ACTION ITEM »
Search the material for the word "outline" and copy each line that holds it.
+++
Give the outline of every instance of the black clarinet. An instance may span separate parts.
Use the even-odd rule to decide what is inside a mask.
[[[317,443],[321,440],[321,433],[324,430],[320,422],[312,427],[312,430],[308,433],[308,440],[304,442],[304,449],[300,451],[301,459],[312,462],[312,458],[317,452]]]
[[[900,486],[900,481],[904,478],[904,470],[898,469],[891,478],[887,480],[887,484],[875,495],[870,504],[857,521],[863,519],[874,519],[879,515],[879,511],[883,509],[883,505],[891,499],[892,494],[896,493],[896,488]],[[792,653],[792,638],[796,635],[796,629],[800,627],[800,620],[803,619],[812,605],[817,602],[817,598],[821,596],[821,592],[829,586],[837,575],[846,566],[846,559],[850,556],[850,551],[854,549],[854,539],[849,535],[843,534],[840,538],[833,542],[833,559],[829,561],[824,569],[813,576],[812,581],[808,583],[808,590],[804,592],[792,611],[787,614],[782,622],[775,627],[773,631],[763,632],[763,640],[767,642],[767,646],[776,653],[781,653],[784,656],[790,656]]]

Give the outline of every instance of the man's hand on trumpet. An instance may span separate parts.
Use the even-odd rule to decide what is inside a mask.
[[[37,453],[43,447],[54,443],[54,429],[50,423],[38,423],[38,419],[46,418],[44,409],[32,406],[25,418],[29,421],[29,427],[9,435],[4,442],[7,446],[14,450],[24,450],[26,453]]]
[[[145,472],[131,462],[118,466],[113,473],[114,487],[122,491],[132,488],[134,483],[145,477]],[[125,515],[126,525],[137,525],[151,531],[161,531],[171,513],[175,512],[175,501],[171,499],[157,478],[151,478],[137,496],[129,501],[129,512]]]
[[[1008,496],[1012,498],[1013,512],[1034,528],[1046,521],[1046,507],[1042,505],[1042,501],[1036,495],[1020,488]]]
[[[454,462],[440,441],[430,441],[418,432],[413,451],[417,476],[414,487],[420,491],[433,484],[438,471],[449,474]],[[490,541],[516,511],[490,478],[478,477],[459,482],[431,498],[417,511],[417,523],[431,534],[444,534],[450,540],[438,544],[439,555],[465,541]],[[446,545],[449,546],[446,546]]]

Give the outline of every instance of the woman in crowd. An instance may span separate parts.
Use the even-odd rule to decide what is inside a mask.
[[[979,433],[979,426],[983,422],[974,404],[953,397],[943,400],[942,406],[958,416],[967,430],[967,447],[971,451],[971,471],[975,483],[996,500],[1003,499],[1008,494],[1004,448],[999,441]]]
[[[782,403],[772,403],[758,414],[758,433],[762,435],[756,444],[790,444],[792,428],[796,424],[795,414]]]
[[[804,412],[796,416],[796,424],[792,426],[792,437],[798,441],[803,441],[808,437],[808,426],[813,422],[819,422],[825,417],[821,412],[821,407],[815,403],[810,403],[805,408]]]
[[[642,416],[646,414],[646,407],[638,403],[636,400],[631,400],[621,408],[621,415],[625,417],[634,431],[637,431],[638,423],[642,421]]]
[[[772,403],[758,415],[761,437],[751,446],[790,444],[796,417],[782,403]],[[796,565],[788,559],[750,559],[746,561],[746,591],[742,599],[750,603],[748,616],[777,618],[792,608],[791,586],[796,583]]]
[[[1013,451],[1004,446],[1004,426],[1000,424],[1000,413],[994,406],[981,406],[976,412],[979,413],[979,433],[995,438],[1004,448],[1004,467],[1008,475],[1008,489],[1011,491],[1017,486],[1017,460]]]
+++
EXERCISE OUTPUT »
Give the outline of every instance of the black clarinet. An instance may span separate parts.
Give the outline of every instance of the man's hand on trumpet. An instance may span separate parts.
Give the outline of every instance of the woman in crowd. An instance may span separate parts.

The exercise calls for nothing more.